● Teks Hasil Ekstraksi
******

Kepala UPT Perpustakaan UI Mariyah, S.Sos., M.Hum. mengatakan, UI memiliki semangat untuk dapat melebur dengan masyarakat. Koleksi perpustakaan UI dapat diakses oleh seluruh kalangan, baik siswa Sekolah Menengah Pertama, Sekolah Menengah Atas, hingga masyarakat umum. Perpustakaan UI juga merancang program libraray tour bagi siswa Taman Kanan-Kanak dan Sekolah Dasar. 

“Kami menerima pemustaka dari seluruh kalangan, mulai dari TK hingga masyarakat umum. Ini bagian dari semangat kami untuk berbagi dan berperan dalam meningkatkan budaya literasi masyarakat Indonesia,” ucap Mariyah. 

Ketua Umum Forum Perpustakaan Perguruan Tinggi Indonesia ini menambahkan, kemampuan literasi merupakan fondasi penting untuk menghadapi berbagai tantangan yang ada saat ini. Kemampuan ini membantu masyarakat Indonesia, khususnya generasi muda, untuk meningkatkan kemampuan berpikir kritis dan kreatif.

******

Jawablah pertanyaan berikut berdasarkan teks tentang Perpustakaan UI.
1. Siapa yang menjabat sebagai Kepala UPT Perpustakaan UI?
2. Kalangan mana saja yang disebut dapat mengakses koleksi Perpustakaan UI?
3. Kemampuan apa yang dibantu ditingkatkan oleh kemampuan literasi pada masyarakat Indonesia, khususnya generasi muda?
Catatan berikut diambil dari sumber lain.

● Data yang Diberikan
******

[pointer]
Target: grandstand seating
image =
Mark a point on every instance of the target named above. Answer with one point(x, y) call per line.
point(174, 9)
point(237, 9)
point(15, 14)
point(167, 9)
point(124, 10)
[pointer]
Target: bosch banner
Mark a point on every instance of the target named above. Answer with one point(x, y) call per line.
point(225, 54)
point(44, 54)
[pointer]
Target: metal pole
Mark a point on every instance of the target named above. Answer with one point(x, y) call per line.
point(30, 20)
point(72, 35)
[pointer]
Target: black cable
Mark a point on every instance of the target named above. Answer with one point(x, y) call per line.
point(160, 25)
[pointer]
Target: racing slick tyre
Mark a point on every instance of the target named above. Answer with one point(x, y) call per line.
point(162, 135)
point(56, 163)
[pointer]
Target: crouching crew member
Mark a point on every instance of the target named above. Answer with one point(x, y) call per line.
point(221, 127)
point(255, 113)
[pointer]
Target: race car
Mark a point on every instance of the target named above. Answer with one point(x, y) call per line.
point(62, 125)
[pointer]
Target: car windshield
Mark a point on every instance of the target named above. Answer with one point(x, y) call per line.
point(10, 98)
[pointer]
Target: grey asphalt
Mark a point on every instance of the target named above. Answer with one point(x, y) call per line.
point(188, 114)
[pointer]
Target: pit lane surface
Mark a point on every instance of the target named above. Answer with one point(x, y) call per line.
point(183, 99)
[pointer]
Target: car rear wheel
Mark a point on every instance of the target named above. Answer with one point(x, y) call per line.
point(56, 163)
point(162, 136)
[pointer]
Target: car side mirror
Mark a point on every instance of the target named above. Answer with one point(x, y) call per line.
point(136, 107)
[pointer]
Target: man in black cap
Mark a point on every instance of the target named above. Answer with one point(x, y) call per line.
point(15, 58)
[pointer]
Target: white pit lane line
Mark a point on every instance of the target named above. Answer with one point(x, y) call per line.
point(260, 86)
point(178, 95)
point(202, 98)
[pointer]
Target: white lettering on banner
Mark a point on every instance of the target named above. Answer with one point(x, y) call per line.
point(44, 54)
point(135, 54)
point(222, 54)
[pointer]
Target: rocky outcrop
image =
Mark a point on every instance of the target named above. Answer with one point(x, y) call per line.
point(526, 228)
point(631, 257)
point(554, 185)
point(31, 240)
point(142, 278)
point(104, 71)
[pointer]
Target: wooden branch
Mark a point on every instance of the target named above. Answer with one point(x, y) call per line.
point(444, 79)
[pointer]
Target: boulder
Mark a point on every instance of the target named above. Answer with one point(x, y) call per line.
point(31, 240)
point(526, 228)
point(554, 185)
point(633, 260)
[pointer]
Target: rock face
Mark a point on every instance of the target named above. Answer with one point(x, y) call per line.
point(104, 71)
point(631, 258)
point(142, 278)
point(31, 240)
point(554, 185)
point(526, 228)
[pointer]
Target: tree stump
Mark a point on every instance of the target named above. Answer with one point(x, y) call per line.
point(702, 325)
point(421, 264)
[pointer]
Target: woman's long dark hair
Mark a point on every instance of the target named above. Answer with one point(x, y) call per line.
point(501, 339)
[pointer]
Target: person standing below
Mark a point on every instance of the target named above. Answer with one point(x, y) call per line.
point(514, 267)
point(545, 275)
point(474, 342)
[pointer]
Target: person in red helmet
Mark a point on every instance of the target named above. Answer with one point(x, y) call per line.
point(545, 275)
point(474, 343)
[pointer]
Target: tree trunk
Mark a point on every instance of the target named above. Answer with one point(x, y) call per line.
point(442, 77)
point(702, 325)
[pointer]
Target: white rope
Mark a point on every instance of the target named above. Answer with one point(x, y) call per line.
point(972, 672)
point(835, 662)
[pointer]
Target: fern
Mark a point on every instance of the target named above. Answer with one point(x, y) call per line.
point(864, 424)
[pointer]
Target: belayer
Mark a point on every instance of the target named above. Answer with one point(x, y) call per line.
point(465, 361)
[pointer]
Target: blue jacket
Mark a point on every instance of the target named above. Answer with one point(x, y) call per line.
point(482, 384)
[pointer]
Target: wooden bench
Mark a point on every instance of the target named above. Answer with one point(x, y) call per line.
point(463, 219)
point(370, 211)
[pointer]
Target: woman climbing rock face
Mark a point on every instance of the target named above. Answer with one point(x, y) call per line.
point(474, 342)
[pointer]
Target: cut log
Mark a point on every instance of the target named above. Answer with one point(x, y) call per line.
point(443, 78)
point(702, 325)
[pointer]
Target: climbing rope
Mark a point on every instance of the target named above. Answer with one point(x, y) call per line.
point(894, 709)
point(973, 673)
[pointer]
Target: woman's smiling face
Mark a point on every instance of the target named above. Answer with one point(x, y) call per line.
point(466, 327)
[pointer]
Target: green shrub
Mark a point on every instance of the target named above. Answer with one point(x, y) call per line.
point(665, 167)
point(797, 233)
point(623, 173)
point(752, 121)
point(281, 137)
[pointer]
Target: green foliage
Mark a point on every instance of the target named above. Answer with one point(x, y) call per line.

******

● Jawaban Tugas
1. Mariyah, S.Sos., M.Hum.
2. Seluruh kalangan, baik siswa Sekolah Menengah Pertama, Sekolah Menengah Atas, hingga masyarakat umum.
3. Kemampuan berpikir kritis dan kreatif.